- **Text provided**:
==================================================

About #Snowdenfiles & how they were obtained: a thought
DISCLAIMER: This article is pretty much about “IT COULD HAPPENED LIKE THIS”; so just to make sure I am not making any promises over here. In addition, I am not making any allegations nor believing statements to side or another. I take no responsibilities of anyone sleeping capability after reading this either. This is just some primitive analysis.
Well, first of all there is most likely 3 vectors available for this, but only 1 really feasible – with a twist.
They are not in any particular order: 1) DB dump, usage of 2) SPS indexer/reporter etc. OR 3) using automation w/wget like (Powershell) OR manually w/browser. Since it would be merely impossible to work with browser as the alleged amount of data is sizable. So in its lowest form, it is possible that the alleged data was accessed and downloaded with a very simple techniques.
For the reference, you might want to check this: http://arstechnica.com/information-technology/2014/02/nsa-let-snowden-crawl-all-over-its-intranet-unchecked/ – I do have my doubts, so let it be like that.
I am not saying all the data resides within SPS DB:s (that is Sharepoint Portal Server using MSSQL), but they are heavy users of such technology (and its corporate std). Snowden was working with such IT technology area anyway so they could be natural match.

==================================================

(Records from a collection)
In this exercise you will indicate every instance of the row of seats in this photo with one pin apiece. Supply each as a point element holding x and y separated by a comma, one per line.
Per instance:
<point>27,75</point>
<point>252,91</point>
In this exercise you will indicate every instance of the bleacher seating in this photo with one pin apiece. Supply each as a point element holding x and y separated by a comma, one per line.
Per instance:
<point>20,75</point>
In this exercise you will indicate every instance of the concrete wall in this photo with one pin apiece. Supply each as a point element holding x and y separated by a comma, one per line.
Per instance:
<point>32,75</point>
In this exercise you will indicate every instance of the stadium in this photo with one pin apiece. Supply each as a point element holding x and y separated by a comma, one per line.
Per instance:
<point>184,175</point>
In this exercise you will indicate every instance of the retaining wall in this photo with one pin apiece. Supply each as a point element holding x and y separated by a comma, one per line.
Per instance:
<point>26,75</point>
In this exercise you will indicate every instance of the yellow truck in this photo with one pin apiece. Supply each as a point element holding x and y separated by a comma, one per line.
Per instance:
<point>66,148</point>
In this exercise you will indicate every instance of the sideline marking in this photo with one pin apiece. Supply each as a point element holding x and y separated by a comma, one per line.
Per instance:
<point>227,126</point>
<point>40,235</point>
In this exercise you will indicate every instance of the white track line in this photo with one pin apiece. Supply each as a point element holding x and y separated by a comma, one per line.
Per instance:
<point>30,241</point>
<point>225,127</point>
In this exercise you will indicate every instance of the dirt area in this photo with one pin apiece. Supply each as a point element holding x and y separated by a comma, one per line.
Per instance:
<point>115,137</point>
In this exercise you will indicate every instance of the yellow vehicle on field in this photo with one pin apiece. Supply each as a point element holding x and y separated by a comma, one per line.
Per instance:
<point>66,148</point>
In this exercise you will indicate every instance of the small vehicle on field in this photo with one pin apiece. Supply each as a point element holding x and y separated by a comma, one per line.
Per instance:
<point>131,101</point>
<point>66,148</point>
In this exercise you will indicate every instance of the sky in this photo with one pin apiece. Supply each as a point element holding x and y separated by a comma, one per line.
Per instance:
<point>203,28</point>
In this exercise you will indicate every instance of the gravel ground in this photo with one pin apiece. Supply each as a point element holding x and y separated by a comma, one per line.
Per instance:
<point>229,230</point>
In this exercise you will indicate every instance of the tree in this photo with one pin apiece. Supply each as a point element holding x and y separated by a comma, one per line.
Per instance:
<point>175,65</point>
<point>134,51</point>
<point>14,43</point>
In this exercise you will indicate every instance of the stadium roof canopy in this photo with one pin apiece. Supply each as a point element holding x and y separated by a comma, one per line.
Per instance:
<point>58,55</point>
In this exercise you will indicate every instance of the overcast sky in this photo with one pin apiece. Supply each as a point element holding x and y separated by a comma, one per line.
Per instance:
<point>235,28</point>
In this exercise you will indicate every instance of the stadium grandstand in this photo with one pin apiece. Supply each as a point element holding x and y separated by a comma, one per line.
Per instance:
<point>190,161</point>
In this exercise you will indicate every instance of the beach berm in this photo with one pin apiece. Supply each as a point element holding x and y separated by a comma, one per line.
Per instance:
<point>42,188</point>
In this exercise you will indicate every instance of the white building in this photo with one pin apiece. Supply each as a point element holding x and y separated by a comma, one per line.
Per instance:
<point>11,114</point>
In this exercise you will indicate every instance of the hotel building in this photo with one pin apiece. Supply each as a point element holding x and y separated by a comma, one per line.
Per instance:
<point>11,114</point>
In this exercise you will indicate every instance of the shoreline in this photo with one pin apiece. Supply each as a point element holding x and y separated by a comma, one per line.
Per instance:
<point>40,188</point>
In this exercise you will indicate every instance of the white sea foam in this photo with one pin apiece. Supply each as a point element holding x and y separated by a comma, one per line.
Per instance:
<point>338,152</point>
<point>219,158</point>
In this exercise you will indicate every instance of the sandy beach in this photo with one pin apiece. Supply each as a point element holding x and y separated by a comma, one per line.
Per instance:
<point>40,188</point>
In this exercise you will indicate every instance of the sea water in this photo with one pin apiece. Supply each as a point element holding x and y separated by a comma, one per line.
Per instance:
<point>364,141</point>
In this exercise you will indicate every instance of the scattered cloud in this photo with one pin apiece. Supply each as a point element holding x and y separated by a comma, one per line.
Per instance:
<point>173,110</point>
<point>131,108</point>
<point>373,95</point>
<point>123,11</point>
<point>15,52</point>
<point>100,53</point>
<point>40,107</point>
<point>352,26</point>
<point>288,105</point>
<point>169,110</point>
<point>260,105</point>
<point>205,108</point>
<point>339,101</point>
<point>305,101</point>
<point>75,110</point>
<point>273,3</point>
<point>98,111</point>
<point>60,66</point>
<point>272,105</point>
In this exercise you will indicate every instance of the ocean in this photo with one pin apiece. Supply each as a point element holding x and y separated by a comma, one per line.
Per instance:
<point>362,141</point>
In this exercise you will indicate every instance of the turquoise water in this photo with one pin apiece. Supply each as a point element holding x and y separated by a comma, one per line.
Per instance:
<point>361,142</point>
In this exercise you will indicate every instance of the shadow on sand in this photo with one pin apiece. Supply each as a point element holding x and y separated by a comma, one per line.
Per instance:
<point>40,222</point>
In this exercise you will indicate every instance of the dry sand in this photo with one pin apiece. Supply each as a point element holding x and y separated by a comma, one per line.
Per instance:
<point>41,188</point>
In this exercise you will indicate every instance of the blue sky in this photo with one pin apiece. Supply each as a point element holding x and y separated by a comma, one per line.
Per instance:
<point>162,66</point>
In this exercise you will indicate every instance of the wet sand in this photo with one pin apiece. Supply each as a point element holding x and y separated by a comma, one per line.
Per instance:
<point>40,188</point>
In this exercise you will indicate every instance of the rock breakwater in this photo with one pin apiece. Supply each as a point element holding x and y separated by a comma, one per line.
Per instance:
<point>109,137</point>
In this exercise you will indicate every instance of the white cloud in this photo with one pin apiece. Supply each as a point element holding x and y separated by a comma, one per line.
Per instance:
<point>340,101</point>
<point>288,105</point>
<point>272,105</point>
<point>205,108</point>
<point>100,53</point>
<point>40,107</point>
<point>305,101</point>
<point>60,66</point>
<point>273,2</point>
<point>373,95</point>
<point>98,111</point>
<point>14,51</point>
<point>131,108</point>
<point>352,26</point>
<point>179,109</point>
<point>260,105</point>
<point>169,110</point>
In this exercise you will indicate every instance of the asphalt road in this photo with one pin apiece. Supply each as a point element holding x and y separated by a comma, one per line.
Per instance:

==================================================

- **List of tasks**:
**1)** In the text about how the Snowden files were obtained, what does SPS stand for?
**2)** Write the next part of the text about how the Snowden files were obtained, picking up after its final sentence.
The records are separate material, unrelated to the text.

- **Per-task outputs**:
**1)** SPS stands for Sharepoint Portal Server, which uses MSSQL.

**2)**
The best part of the thingy is that they could have used SPS as metacrawler for other sites and systems to create “Collections” as they are within SPS. Who knows? Just a wild quess to make all information available under same roof.
I try to image what kind of environment (No) Such Agency & others within same sandbox have. Most likely they do have some sort of reverse-proxying capability with TLS off-loaders. Among that, they do most likely have clustered environment with few other Microsoft technologies on front of them. It is publicly disclosed information that they seem to have extensive use of certs/PKI with such environment.
Most likely portal server (SPS) or in-front-of server/LB stack (or all) would request certificate authentication with any standard issue browser..Without cert, no access and alarm bells whistle. For ‘WGET’ also, same deal. Basically it would have been too problematic to play with such channel. Not to talk about bending or circumventing the IRM/DLP protection layer. I just can not bite it.
With DB dump vector, he would encounter encryption which secures data “on rest”. I can not tell the technology (I can imagine w/some sophisticated guesses what they are using, but I leave it away), but it relies a) heavily “adding” key for crypto operations & b) there’s AD integration. The crypto mechanism is policy controlled and is established lower level to protect the data for untrusted 3rd parties, transfer and so on.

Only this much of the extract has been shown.